▸ **DATA IN THIS EXERCISE**
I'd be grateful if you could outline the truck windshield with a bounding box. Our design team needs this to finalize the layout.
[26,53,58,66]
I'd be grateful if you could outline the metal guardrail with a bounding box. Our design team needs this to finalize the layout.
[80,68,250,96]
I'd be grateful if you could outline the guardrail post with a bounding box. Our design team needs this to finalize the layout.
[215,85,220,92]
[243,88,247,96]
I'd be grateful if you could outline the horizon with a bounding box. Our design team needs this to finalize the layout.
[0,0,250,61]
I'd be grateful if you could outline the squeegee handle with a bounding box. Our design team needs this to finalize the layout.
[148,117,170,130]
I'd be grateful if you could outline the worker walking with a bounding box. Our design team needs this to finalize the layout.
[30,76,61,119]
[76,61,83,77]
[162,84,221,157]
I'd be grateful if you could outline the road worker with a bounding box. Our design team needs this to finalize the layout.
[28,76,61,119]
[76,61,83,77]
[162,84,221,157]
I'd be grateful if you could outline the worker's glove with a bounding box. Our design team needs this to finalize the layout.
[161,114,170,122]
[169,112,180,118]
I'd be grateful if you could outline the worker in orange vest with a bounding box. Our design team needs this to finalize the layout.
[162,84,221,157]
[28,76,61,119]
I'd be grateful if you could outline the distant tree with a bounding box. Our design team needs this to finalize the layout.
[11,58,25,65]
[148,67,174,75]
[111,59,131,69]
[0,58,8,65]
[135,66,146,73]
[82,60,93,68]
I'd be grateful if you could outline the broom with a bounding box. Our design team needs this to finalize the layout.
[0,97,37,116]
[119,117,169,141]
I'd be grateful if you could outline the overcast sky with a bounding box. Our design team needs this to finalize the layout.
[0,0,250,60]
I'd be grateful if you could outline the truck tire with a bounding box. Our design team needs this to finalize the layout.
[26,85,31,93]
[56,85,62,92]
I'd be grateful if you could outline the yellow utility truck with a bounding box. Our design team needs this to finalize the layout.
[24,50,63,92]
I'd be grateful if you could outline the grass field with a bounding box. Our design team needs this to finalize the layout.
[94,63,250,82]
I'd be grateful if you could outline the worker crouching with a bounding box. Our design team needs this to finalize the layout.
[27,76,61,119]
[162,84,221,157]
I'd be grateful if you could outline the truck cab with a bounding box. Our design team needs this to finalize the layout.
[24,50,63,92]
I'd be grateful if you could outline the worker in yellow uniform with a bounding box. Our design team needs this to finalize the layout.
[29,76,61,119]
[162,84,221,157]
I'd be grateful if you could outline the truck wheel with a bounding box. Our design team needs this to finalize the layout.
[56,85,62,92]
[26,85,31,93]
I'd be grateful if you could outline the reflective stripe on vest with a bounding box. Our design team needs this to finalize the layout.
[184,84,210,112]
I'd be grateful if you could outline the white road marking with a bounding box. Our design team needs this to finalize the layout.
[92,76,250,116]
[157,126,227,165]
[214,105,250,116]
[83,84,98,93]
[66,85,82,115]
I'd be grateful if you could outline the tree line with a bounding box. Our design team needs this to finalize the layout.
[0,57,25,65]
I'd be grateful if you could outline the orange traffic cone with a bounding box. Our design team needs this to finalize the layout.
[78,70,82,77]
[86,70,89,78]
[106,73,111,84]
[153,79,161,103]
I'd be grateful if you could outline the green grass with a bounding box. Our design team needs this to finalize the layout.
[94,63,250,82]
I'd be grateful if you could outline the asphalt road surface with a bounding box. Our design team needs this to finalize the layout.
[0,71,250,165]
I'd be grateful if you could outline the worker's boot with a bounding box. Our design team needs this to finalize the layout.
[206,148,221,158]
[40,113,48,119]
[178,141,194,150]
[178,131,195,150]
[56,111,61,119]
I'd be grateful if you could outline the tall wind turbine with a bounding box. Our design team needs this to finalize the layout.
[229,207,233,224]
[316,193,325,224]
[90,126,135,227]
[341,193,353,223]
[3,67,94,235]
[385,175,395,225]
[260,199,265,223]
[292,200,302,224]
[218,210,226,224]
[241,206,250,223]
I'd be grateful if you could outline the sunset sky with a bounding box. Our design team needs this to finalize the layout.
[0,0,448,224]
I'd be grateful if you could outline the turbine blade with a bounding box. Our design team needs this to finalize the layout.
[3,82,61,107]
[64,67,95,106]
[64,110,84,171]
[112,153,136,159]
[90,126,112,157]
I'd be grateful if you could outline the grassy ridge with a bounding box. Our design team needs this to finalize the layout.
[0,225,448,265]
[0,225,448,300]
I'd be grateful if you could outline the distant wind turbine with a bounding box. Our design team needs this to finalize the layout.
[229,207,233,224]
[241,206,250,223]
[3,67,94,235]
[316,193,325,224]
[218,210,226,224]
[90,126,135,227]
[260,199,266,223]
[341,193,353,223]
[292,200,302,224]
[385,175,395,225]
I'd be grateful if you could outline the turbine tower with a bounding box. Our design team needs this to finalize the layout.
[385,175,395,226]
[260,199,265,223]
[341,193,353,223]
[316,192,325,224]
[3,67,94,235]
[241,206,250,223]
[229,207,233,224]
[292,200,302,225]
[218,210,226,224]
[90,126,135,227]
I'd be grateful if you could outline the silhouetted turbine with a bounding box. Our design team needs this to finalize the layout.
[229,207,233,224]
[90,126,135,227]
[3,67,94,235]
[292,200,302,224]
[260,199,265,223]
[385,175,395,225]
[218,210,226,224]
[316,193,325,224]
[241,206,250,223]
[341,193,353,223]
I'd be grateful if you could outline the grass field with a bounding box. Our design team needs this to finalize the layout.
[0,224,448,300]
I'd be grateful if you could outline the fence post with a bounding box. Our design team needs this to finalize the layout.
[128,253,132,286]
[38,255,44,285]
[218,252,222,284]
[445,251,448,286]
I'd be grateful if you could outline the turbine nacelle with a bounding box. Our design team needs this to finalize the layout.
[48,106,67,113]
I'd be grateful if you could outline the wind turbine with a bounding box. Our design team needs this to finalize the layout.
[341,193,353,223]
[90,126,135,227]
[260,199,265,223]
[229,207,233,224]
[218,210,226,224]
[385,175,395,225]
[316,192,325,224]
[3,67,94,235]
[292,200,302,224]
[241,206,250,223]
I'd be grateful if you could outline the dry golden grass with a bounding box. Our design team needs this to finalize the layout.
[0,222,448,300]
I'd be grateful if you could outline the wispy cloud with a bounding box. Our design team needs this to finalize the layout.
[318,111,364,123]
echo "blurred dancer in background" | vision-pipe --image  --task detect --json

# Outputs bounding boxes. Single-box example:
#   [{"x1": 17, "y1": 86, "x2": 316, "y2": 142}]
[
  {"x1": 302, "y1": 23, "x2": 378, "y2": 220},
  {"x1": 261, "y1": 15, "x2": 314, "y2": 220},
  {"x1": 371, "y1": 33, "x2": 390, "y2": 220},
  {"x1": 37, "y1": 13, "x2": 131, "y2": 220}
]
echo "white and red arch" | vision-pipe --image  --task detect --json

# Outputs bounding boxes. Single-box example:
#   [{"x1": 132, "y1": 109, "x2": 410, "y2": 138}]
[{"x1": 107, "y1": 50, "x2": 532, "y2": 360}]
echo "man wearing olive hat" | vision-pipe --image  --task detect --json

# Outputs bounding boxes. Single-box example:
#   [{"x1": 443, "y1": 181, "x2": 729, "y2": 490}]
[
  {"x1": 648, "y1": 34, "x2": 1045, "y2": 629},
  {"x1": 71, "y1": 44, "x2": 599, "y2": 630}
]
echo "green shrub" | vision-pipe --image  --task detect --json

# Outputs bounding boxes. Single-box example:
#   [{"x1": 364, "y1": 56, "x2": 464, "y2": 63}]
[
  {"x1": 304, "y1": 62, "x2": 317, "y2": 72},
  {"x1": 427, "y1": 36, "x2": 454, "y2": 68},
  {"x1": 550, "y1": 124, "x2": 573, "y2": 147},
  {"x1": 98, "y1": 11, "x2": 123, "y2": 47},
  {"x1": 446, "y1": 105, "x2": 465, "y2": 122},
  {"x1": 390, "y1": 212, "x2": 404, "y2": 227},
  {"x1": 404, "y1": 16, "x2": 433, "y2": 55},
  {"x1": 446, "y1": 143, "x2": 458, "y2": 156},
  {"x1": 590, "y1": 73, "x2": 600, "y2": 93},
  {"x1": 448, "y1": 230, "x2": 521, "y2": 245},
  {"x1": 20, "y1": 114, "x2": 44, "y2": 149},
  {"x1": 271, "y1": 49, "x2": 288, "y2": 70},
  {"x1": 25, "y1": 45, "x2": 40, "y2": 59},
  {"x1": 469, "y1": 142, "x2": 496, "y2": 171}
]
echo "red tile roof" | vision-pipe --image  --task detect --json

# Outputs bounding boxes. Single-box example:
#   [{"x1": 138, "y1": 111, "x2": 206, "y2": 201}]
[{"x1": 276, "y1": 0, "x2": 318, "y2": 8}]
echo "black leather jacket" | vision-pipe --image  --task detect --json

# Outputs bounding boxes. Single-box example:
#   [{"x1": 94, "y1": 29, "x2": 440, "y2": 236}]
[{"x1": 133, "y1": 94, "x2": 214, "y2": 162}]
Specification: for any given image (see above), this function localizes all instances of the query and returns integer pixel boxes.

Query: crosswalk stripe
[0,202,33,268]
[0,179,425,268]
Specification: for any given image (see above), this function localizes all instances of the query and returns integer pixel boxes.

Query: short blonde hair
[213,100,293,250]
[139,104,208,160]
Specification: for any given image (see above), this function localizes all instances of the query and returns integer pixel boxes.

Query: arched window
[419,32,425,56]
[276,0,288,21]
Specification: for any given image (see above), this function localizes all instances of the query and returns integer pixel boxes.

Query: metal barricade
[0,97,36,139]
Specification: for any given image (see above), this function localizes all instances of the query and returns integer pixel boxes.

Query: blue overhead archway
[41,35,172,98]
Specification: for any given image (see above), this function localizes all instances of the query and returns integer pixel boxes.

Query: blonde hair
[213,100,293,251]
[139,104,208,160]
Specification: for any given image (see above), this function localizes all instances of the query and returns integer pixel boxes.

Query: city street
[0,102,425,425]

▸ **PROBLEM DESCRIPTION**
Put the stretch from the line containing "I'd be grateful if you could outline the overcast" through the line containing "[66,85,82,115]" into a Markdown table. Use a Row column that numbers each line and a Text column that holds the line itself, and leave out any blank lines.

▸ **COMPLETED TASK**
| Row | Text |
|---|---|
| 1 | I'd be grateful if you could outline the overcast sky with a bounding box. Our design team needs this to finalize the layout. |
| 2 | [0,0,250,60] |
| 3 | I'd be grateful if you could outline the truck tire with a bounding box. Our design team needs this to finalize the layout. |
| 4 | [26,85,31,93] |
| 5 | [56,85,62,92] |
| 6 | I'd be grateful if you could outline the yellow utility truck with a bounding box. Our design team needs this to finalize the layout. |
| 7 | [24,50,63,92] |
| 8 | I'd be grateful if you could outline the grass field with a bounding box. Our design team needs this to finalize the layout. |
| 9 | [94,63,250,82] |
| 10 | I'd be grateful if you could outline the worker crouching with a bounding box. Our design team needs this to finalize the layout. |
| 11 | [27,76,61,119] |
| 12 | [162,84,221,157] |
| 13 | I'd be grateful if you could outline the truck cab with a bounding box. Our design team needs this to finalize the layout. |
| 14 | [24,50,63,92] |
| 15 | I'd be grateful if you could outline the worker in yellow uniform with a bounding box. Our design team needs this to finalize the layout. |
| 16 | [29,76,61,119] |
| 17 | [162,84,221,157] |
| 18 | I'd be grateful if you could outline the truck wheel with a bounding box. Our design team needs this to finalize the layout. |
| 19 | [56,85,62,92] |
| 20 | [26,85,31,93] |
| 21 | I'd be grateful if you could outline the reflective stripe on vest with a bounding box. Our design team needs this to finalize the layout. |
| 22 | [184,84,210,112] |
| 23 | I'd be grateful if you could outline the white road marking with a bounding box. Our design team needs this to finalize the layout. |
| 24 | [92,76,250,116] |
| 25 | [157,126,227,165] |
| 26 | [214,105,250,116] |
| 27 | [83,84,98,93] |
| 28 | [66,85,82,115] |